Entries from a dataset
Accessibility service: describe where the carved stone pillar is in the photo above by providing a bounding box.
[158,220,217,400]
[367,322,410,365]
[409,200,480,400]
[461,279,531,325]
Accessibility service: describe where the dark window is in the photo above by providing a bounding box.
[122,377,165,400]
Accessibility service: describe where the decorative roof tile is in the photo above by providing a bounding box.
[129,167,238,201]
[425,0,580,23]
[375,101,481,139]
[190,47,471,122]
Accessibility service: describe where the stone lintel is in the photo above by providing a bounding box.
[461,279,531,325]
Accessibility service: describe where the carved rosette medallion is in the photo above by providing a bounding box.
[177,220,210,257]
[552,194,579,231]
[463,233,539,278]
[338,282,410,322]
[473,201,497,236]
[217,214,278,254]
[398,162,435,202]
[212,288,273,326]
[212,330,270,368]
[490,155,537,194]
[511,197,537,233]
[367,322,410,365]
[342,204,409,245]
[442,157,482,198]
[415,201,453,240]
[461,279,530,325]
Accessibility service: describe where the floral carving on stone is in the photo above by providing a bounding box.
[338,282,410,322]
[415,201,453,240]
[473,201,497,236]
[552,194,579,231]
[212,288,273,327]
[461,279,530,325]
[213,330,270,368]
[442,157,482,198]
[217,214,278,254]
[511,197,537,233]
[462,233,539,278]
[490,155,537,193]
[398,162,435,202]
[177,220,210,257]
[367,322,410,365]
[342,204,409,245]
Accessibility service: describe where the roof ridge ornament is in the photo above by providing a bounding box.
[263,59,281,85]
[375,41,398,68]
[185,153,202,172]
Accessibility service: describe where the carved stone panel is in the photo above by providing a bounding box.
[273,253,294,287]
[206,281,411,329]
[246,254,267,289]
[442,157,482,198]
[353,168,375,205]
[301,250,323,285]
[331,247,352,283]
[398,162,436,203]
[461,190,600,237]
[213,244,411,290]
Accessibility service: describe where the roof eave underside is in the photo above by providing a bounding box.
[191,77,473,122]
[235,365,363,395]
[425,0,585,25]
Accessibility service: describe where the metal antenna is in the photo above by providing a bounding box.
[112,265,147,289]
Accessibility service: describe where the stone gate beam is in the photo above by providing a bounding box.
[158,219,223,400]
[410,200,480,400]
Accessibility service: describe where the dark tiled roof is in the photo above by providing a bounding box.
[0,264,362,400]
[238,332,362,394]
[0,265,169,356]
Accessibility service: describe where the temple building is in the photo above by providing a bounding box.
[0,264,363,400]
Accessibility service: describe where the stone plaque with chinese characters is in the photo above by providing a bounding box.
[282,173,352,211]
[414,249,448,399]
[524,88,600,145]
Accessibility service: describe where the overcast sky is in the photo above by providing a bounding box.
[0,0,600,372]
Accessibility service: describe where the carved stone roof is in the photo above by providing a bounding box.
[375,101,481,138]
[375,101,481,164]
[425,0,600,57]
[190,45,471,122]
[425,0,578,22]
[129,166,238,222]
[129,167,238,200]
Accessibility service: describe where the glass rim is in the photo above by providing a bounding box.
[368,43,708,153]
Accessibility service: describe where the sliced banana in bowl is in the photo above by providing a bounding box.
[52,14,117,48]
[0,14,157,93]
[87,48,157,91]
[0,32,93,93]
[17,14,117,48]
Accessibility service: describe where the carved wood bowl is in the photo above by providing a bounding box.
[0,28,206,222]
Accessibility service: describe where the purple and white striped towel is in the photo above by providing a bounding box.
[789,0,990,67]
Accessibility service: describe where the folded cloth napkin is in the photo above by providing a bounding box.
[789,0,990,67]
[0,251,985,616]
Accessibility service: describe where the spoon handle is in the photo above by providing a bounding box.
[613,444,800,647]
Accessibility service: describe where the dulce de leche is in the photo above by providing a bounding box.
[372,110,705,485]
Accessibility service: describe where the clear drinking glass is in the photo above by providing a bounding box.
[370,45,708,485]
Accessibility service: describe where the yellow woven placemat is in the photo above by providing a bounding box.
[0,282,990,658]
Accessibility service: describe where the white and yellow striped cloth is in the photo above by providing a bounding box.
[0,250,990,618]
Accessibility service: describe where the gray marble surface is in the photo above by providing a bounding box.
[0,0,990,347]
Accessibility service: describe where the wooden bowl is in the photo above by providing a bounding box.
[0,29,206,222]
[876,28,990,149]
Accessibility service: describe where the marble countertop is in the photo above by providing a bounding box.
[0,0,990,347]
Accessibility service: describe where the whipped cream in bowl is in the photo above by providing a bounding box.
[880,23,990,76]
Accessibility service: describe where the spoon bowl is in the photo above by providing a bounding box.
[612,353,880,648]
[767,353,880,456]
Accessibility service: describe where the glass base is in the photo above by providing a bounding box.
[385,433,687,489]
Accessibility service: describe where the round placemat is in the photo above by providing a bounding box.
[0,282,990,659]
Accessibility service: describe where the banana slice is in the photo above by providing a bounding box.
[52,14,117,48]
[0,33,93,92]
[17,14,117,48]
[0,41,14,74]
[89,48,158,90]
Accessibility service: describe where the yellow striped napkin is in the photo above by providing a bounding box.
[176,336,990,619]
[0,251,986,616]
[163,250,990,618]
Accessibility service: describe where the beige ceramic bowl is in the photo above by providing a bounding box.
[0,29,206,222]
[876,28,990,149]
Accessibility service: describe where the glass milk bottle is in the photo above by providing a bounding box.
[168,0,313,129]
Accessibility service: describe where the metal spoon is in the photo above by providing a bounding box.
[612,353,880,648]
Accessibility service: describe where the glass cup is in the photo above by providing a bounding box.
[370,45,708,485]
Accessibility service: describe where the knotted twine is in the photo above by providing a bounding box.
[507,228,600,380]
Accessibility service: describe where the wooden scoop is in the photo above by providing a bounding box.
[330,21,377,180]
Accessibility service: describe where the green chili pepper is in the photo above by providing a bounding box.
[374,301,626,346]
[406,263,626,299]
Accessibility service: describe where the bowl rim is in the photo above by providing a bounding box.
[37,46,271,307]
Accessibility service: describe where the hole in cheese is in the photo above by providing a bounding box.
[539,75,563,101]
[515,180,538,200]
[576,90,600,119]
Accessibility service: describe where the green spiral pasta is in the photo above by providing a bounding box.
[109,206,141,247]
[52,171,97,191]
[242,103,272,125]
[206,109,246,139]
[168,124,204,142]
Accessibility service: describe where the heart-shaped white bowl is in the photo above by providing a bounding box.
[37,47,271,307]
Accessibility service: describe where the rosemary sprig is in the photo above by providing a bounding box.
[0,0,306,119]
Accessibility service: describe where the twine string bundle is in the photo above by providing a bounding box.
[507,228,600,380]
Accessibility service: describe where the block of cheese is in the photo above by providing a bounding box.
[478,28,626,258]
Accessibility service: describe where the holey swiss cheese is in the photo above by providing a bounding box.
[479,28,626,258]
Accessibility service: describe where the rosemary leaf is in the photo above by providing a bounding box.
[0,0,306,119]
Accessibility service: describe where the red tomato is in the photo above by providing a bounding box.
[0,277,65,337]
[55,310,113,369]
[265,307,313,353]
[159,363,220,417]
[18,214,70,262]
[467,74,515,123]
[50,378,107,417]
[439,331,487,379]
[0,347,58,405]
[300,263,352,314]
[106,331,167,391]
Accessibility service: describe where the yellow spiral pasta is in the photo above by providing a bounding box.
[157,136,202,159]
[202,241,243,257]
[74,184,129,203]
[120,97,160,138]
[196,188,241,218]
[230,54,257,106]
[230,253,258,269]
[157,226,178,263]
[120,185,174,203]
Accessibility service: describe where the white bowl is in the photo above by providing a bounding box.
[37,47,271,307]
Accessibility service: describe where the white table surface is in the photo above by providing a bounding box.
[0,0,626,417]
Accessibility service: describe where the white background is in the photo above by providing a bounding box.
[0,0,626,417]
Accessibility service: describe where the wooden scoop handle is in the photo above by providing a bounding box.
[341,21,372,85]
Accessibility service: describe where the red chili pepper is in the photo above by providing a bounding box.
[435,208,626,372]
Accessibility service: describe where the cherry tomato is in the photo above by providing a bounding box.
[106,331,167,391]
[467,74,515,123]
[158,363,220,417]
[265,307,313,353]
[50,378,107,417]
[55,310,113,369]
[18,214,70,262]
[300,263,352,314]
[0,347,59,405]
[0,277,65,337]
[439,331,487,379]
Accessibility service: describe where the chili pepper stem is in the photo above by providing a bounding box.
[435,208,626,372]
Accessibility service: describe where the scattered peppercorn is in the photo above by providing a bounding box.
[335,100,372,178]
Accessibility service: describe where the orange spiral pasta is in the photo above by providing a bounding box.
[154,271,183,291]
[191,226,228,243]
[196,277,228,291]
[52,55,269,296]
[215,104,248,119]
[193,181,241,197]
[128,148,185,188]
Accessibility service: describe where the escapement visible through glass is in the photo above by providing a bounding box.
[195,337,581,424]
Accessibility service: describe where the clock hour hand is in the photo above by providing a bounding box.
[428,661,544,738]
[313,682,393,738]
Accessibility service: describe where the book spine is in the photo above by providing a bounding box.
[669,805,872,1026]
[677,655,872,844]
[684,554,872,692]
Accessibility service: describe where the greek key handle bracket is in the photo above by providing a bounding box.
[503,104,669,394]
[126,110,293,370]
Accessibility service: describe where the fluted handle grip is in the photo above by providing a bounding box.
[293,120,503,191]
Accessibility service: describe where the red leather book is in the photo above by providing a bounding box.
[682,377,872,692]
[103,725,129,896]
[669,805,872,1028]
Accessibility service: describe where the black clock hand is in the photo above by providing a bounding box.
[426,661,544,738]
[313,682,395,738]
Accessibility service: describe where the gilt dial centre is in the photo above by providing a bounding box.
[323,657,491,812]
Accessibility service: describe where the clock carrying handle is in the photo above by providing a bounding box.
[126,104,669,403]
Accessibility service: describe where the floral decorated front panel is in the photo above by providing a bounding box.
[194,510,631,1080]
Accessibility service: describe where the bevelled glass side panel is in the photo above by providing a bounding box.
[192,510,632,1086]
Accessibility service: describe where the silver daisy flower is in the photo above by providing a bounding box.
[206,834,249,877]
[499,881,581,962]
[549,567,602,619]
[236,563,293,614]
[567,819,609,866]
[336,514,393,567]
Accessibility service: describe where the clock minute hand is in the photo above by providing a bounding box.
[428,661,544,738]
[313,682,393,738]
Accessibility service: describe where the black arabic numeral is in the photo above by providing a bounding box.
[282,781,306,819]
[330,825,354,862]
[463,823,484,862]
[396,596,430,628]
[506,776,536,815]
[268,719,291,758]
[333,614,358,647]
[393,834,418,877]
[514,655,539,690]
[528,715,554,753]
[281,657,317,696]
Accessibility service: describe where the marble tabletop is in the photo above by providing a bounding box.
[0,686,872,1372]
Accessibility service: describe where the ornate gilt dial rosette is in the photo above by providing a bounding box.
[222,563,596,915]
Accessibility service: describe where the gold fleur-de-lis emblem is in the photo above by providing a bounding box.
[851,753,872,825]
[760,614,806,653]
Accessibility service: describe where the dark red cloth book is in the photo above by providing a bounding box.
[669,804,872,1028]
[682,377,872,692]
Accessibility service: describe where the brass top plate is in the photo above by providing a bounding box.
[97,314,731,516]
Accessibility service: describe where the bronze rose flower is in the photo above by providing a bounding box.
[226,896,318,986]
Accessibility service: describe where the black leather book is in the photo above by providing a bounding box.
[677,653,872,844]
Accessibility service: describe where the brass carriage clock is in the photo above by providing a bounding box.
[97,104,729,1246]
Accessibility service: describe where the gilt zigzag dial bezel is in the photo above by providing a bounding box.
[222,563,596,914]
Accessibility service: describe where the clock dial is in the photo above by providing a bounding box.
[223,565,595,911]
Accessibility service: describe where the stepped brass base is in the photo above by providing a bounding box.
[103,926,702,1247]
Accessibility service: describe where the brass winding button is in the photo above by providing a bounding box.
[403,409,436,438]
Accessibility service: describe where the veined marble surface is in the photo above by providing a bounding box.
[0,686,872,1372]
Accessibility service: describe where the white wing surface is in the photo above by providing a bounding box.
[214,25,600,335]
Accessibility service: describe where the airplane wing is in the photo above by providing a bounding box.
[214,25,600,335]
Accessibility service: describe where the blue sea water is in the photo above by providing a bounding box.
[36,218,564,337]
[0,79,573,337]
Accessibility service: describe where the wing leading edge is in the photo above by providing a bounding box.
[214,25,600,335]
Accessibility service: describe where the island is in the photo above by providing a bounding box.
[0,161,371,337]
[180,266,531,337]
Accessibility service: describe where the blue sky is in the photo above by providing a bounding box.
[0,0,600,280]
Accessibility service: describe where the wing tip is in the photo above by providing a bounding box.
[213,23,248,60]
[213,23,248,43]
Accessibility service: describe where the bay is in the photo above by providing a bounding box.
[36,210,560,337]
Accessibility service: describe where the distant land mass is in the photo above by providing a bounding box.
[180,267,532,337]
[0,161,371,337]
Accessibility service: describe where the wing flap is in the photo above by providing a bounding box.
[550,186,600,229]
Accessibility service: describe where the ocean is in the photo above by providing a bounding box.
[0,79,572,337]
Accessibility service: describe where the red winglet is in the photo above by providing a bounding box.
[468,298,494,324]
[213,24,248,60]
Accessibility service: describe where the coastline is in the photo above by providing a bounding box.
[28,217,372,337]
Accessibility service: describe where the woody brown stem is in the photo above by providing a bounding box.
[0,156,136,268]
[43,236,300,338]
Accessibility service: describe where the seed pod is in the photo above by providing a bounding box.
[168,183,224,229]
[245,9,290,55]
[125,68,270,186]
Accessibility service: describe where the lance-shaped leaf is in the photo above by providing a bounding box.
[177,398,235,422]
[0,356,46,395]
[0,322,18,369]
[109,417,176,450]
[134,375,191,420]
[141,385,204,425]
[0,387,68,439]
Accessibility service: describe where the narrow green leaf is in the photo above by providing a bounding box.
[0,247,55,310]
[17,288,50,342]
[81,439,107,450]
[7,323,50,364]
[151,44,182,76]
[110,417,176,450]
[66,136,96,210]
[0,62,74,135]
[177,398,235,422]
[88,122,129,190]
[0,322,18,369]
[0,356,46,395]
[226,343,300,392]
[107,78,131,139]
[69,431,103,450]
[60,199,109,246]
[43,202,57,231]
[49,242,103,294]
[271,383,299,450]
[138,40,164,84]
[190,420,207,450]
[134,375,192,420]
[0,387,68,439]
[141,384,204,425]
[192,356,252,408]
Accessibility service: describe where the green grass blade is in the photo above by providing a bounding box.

Work instructions >> Reproduce the records between the lines holding "Accessibility service: describe where the escapement" and "[293,120,503,191]", inclusive, putting "book edge" in place of "book spine" and keeping everything else the same.

Response >>
Accessibility service: describe where the escapement visible through glass is in the photo above by providing a bounding box.
[195,337,581,424]
Accessibility service: describe where the clock hour hand is in the photo above by providing a bounding box.
[428,661,544,738]
[313,682,393,738]
Accessibility service: describe where the book edge is in the photo above by providing a bounding box.
[669,805,872,1026]
[677,655,872,844]
[684,554,872,692]
Accessibility service: describe where the greek key handle bracket is in the photo above by providing a bounding box.
[503,104,669,394]
[126,110,293,370]
Accessibility service: describe where the fluted handle grip is in the photo above by providing a bounding box.
[293,120,503,191]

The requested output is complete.